- What you need to do
1 - According to the text on vaccine fears, how many children did the British doctor base his 1998 conjecture on?
2 - List every vaccine named in the text on vaccine fears.
3 - Write the next part of the text on vaccine fears, picking up right after its last sentence.

Small Shots, Big Fears
Recent research has debunked many fears that vaccines can cause certain childhood disorders:
In 1998 a British doctor urged a follow-up of his earlier observation that the MMR vaccine might, in rare cases, cause such behavioral problems as autism by triggering an intestinal disorder like Crohn's disease. He had based his conjecture on a small group of cases -- 12 children. Since then, several large-scale investigations in the U.S., England, and Finland showed that neither Crohn's disease nor autism occurs more often following immunization.
In children 6 months to 5 years old, a fever can trigger brief seizures marked by jerking or stiffness. Two vaccines -- the MMR and the diphtheria-tetanus-pertussis (DTP) -- commonly cause fever and thus, in a small number of cases, seizures. These fever-related incidents occur in 1 in 3,000 children vaccinated against MMR and 1 in 1,700 kids inoculated with the old, whole-cell DTP vaccine. (The rate is markedly lower with the newer, "acellular" DTaP vaccine: 1 in 14,000 children.)
In the vast majority of cases, convulsions caused by fever in young children do no lasting harm -- although they can be frightening to parents. In about 1 in a million cases, though, these seizures are followed by epilepsy, coma, or mental impairment. In such instances, some researchers suspect, the fever simply unmasked an underlying condition: If the vaccine-related fever hadn't triggered the onset of the disorder, another fever would have done so. There hasn't been enough research to know for sure whether this is true, and in rare instances, seizures are not fever induced.
Anti-vaccine groups also claimed that whole-cell DTP increased the risk of SIDS, but large studies have found that immunized infants actually have a slightly lower risk.
In 1998 France suspended hepatitis B immunization requirements among children following isolated reports that tied the vaccine to multiple sclerosis. Soon afterward, drug companies funded several international studies, and no evidence was found to link the two.

- Records provided

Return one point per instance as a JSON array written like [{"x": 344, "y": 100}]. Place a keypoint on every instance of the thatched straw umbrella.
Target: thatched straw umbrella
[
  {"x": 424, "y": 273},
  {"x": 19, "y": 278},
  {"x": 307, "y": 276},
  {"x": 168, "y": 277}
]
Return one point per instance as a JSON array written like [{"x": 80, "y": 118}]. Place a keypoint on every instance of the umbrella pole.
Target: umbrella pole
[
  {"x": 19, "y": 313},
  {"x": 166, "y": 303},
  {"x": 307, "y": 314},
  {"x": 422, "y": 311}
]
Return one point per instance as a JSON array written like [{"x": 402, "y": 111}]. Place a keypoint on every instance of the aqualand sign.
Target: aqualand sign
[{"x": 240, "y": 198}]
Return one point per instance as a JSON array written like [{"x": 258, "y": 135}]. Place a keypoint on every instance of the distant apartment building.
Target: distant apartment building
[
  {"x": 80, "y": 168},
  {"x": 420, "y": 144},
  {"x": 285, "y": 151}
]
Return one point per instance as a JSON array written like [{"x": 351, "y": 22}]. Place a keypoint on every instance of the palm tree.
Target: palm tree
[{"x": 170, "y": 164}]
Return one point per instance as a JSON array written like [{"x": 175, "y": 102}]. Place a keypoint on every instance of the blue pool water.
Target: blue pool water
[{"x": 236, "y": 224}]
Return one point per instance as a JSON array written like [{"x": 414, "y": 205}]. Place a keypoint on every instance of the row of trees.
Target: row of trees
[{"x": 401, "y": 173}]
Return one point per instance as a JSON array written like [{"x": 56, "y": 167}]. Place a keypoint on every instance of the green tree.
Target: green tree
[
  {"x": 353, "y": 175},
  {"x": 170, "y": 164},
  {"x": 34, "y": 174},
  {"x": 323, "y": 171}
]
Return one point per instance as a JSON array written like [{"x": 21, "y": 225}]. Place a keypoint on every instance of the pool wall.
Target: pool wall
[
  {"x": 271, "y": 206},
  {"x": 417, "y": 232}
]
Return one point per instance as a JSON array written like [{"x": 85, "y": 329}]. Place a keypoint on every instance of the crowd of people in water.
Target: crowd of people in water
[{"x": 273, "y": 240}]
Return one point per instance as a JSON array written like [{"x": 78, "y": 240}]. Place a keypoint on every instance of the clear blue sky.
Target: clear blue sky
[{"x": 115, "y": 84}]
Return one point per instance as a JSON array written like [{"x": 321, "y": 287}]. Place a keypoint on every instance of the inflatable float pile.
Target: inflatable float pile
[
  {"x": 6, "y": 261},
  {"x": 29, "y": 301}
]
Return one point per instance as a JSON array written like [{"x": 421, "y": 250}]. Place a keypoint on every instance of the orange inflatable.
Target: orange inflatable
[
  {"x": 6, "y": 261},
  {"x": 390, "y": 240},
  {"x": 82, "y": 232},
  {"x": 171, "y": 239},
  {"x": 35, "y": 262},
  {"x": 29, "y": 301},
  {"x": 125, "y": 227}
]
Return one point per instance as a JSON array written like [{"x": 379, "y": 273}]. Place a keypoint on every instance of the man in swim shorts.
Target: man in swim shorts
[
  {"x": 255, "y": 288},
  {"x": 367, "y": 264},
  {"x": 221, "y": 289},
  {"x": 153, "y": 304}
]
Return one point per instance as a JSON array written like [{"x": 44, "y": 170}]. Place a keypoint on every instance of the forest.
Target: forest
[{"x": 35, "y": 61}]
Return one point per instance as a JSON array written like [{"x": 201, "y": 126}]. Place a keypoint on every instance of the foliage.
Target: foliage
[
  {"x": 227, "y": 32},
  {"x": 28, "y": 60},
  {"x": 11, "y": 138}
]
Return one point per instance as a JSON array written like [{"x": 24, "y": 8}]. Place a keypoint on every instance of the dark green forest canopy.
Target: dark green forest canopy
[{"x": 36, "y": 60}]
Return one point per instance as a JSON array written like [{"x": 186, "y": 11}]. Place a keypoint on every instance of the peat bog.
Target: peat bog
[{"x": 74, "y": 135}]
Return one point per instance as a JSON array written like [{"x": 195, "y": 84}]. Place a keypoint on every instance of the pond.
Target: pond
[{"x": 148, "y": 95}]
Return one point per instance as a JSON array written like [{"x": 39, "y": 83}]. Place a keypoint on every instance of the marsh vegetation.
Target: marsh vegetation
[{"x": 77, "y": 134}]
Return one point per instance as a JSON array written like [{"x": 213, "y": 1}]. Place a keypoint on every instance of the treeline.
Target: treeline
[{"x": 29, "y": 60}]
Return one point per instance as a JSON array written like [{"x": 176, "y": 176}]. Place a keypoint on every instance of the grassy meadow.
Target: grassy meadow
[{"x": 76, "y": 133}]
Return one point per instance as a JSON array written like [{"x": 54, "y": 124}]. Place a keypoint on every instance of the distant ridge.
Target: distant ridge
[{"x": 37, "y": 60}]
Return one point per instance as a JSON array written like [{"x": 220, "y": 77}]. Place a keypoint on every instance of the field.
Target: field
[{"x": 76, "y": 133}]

- Results
1 - 12 children

2 - MMR, the whole-cell diphtheria-tetanus-pertussis (DTP) vaccine, the acellular DTaP vaccine, and the hepatitis B vaccine

3 -
In the 1990s one hypothesis explaining the rise in the rates of allergic diseases, such as hay fever, asthma, and eczema, was that better hygiene was shielding children from the germs they needed to "educate" their immune system to distinguish harmless substances like pollen and dust from more harmful bacteria and viruses. Some scientists wondered whether vaccines might contribute to that by preventing kids from contracting "normal" childhood diseases. A recent study of immunization rates at 91 medical centers in 38 countries put such concerns to rest, showing no association between vaccination and the incidence of allergic diseases in children ages 6 to 7. In a separate study of children ages 13 to 14, those with the highest immunization rates actually had lower rates of allergic conditions.
In 1997 an immunologist theorized that the timing of the flu vaccine might have an influence on the occurrence of Type 1 diabetes. But a 2001 study done by the Centers for Disease Control and Prevention (CDC) that compared infants who developed diabetes with those who did not found no link between the time the vaccine was given and the disease.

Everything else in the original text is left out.